Supplied records

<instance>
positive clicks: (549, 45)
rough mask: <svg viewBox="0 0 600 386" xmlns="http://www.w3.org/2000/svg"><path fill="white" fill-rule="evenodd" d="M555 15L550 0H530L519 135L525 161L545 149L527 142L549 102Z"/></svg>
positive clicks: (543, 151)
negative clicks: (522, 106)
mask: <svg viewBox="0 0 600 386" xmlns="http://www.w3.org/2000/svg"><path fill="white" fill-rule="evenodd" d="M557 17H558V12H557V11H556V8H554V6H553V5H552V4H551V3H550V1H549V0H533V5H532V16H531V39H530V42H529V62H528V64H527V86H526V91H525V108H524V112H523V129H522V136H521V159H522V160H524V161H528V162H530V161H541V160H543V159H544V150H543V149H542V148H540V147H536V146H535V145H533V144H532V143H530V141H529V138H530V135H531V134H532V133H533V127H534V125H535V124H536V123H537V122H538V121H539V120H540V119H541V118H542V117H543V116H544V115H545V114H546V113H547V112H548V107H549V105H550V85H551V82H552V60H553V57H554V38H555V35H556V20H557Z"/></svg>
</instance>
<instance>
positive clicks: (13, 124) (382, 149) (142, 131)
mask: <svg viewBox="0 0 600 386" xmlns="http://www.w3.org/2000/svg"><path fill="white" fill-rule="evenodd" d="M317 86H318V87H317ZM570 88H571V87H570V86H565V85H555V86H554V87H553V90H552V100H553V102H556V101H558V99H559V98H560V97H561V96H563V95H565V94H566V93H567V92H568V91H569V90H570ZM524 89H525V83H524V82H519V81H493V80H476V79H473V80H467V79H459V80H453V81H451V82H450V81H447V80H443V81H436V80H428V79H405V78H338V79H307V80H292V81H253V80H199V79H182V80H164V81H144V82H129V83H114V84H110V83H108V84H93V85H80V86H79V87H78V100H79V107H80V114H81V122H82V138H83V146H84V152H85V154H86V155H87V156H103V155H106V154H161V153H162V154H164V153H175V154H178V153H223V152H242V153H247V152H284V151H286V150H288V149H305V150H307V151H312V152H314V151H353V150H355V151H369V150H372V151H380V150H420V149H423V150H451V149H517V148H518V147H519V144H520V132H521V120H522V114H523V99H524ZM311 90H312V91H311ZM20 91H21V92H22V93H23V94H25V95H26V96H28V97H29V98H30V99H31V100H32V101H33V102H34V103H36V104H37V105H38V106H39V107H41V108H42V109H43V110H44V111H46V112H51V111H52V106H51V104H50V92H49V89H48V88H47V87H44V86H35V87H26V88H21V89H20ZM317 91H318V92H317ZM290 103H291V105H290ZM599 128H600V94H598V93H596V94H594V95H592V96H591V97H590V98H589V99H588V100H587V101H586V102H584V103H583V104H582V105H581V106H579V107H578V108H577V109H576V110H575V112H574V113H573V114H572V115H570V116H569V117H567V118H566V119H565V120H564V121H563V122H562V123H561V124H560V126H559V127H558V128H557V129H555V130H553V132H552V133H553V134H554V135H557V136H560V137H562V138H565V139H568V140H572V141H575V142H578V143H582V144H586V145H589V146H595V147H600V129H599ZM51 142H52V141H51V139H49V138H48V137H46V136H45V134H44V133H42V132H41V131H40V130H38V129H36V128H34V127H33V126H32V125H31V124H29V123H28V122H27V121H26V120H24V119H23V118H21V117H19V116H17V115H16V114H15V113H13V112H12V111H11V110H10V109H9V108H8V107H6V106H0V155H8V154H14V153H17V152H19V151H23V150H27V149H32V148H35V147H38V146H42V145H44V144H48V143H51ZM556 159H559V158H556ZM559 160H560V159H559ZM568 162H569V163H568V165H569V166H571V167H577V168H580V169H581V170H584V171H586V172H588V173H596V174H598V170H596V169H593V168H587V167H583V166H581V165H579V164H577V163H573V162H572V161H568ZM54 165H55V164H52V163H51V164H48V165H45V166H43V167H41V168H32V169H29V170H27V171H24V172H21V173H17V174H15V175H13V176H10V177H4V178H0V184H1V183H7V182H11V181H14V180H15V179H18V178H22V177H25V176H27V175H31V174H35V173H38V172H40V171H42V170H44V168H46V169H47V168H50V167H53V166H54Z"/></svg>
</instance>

Task requirements
A complete answer lists each line of the data that holds the word "positive".

Response to the task
positive clicks: (549, 45)
positive clicks: (543, 151)
positive clicks: (13, 124) (382, 149) (142, 131)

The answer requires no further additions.